Business insights through rich visualizations on any device. Native apps for Windows, iOS and Android

Benefits

  • Access your data from anywhere
  • Touch optimized data exploration and perfect scaling to any screen form-factor
  • Collaborate with colleagues on the go

Innovations

  • Acquisition of Datazen
  • Datazen Migration Assistant (for those that currently ues Datazen)
  • New Web Portal
  • Branding
  • Updated Report Builder
  • Mobile Report Publisher
  • Higher DPI
  • Printing (no ActiveX)
  • HTML 5
  • Visual Studio 2015

With all of this stated, it’s important to understand…..

Mobile Reports vs Traditional (Paginated) SSRS Reports

SSRS 2016 Overview

Now that we have a decent understanding of the inception of SSRS 2016, as well as what mobile reporting is, let’s dive into what SSRS 2016 IS and how Microsoft came to the conclusions they did by looking at the roadmap below. As we can see, the yellow circled items reflect SSRS 2016, but there’s an entire ecosystem of business intelligence that includes Power  BI, mobile apps, Excel, etc.

Mobile - BI Landscape.JPG

SSRS 2016 also includes the following improvements:

  • HTML 5 Rendering Engine
  • Cross browser compliant (Edge, Explorer, Firefox, Safari, etc.)
  • PDF Replaces ActiveX for Remote Printing
  • No ActiveX controls required (security hole)
● ● ●
Written instruction 1
Reproduce the stretch of the listing from the line containing "find the stone" through the end of the listing, substituting "paver" for every "paving block" and leaving everything else as it is.

Lines of data
● ● ●
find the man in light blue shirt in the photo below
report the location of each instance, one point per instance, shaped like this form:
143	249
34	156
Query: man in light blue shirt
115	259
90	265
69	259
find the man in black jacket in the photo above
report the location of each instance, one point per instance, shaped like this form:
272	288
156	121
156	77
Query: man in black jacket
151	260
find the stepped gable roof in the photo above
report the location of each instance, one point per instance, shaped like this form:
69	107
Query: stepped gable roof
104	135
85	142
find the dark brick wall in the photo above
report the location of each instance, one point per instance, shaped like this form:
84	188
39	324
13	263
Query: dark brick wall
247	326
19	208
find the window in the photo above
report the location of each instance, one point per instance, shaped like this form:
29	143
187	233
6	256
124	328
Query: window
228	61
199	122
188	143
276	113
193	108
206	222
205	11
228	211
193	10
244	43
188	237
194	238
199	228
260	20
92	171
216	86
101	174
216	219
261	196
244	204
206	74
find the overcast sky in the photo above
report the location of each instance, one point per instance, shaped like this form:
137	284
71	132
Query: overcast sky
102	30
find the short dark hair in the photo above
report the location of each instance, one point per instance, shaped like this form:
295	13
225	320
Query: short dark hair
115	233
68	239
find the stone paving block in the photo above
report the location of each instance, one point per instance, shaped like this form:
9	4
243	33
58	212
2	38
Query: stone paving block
● ● ●
Written instruction 2
Extend the SSRS 2016 overview beyond its last bullet point.

Result 1
find the stone paver in the photo above
report the location of each instance, one point per instance, shaped like this form:
9	4
243	33
58	212
2	38
Query: stone paver

Result 2
  • Modern paginated reports
  • New, modern styles for charts, gauges, maps and other visualizations
  • File Export
  • XML, CSV, PDF, MHTML, Excel, PowerPoint, TIFF and Word *(advanced features)
  • Custom Branding
  • Customize the web portal logo and colors by using a branding pack
  • KPIs
  • Create data-driven and contextual KPIs in the web portal, including the ability to drill-through to more detailed reports (mobile, paginated, etc.)
  • Favorites
  • Save your daily/favorite content, including KPIs, Mobile/Paginated Reports, and PBI Reports

SSRS Web Portal

Web Portal

One of the great improvements is the addition of the “Web Portal”. I generally change the URL to reflect this nomenclature as well so it becomes http://localhost/WebPortal/.  I don’t follow the traditional “reports” nomenclature because it’s so much more than that now. It’s a “one stop shop” for all of your reporting needs, from data sources to data sets, to KPIs to mobile reports, to paginated reports, to Power BI reports (to be discussed later), to any other file of your choosing (similar to SharePoint repository).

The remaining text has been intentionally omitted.